INFORMATION SHOWN ▸
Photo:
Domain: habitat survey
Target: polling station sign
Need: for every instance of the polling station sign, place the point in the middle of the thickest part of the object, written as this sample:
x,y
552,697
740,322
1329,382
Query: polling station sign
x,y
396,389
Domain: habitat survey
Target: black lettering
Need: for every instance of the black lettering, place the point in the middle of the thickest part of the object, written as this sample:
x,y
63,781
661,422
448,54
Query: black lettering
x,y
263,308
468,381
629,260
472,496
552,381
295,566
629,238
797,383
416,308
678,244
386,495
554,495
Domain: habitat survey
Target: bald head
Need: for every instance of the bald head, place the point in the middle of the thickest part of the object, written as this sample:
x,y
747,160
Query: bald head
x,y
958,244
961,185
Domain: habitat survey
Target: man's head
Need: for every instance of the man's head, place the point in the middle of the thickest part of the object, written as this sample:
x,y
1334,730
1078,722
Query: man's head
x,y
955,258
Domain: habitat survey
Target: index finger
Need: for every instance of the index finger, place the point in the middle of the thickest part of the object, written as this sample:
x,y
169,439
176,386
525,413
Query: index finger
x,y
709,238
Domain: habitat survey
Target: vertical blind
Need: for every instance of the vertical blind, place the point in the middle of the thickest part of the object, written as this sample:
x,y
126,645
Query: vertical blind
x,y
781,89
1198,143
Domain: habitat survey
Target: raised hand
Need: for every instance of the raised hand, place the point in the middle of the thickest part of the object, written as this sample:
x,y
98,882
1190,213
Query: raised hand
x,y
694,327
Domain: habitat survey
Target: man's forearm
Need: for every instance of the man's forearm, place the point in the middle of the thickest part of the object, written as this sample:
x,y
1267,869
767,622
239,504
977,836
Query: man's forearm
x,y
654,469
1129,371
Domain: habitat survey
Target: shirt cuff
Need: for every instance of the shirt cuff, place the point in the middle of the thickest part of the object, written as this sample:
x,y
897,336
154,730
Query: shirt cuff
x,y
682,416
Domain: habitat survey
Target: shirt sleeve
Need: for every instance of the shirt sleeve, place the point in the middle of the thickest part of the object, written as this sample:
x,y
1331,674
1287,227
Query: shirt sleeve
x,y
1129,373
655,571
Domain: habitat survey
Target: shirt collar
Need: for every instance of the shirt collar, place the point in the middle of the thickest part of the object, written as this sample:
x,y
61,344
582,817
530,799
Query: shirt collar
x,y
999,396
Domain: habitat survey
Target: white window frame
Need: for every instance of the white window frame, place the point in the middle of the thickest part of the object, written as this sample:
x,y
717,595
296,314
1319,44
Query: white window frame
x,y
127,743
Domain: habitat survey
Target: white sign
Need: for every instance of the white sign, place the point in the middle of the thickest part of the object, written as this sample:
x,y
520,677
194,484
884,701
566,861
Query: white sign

WHAT THE EXERCISE ASKS ▸ Every entry must be output again exactly as it was given.

ANSWER SPACE ▸
Photo:
Domain: habitat survey
Target: polling station sign
Need: for every instance of the polling station sign, place the point in the middle of the thickest part of the object, written as this sample:
x,y
552,697
740,322
1329,382
Query: polling station sign
x,y
396,389
Domain: habitat survey
Target: black lettering
Need: for every instance of the black lettering, place the point in the middle of the thickest part of the object, written as this sample:
x,y
63,781
661,422
448,54
Query: black lettering
x,y
263,308
468,381
629,260
472,496
552,381
295,566
629,238
797,383
416,308
678,244
386,495
554,495
Domain: habitat survey
Target: bald head
Need: for every instance of the bald head, place the point in the middle of the thickest part of the object, written as this sample:
x,y
747,160
Query: bald head
x,y
958,244
961,185
Domain: habitat survey
Target: man's head
Need: for every instance of the man's head, place the point in the middle of the thickest part of the object, written as this sample:
x,y
1334,730
1078,722
Query: man's head
x,y
955,258
Domain: habitat survey
Target: index finger
Need: for every instance of the index finger, place the point in the middle of the thickest part of the object, written as this sample:
x,y
169,439
176,386
525,413
Query: index finger
x,y
709,238
Domain: habitat survey
Target: vertical blind
Need: for every instance of the vertical blind, place the point in the middle of the thickest part of the object, written as this sample:
x,y
126,645
Query: vertical blind
x,y
781,89
1198,143
Domain: habitat survey
Target: raised hand
Need: for every instance of the raised hand, place the point in the middle of the thickest part of the object, written as this sample:
x,y
98,882
1190,213
Query: raised hand
x,y
694,327
Domain: habitat survey
Target: man's forearm
Need: for every instance of the man's forearm, place the point in the middle of the thickest part of the object, written as this sample:
x,y
1267,869
767,622
239,504
977,836
Query: man's forearm
x,y
654,469
1129,371
Domain: habitat survey
Target: shirt cuff
Need: for every instance of the shirt cuff, place the point in the middle of the thickest part of the object, written as this sample:
x,y
897,336
154,730
Query: shirt cuff
x,y
682,416
Domain: habitat survey
Target: shirt sleeve
Need: for every instance of the shirt sleeve, place the point in the middle of the thickest part of the object, written as this sample:
x,y
1331,674
1287,227
Query: shirt sleeve
x,y
1129,373
655,571
Domain: habitat survey
Target: shirt collar
Need: for every instance of the shirt collar, place the point in the middle of the thickest part of the object, written as this sample:
x,y
61,344
582,817
530,799
Query: shirt collar
x,y
999,396
Domain: habitat survey
Target: white window frame
Need: for every instance of the white window frame, place the point in the middle of the thickest part of the object, written as this sample:
x,y
717,595
296,314
1319,44
Query: white window frame
x,y
127,743
Domain: habitat survey
Target: white sign
Need: for every instance of the white sign, place the point in the middle of the thickest part of the object, written as this sample:
x,y
520,677
194,484
884,701
566,861
Query: white sign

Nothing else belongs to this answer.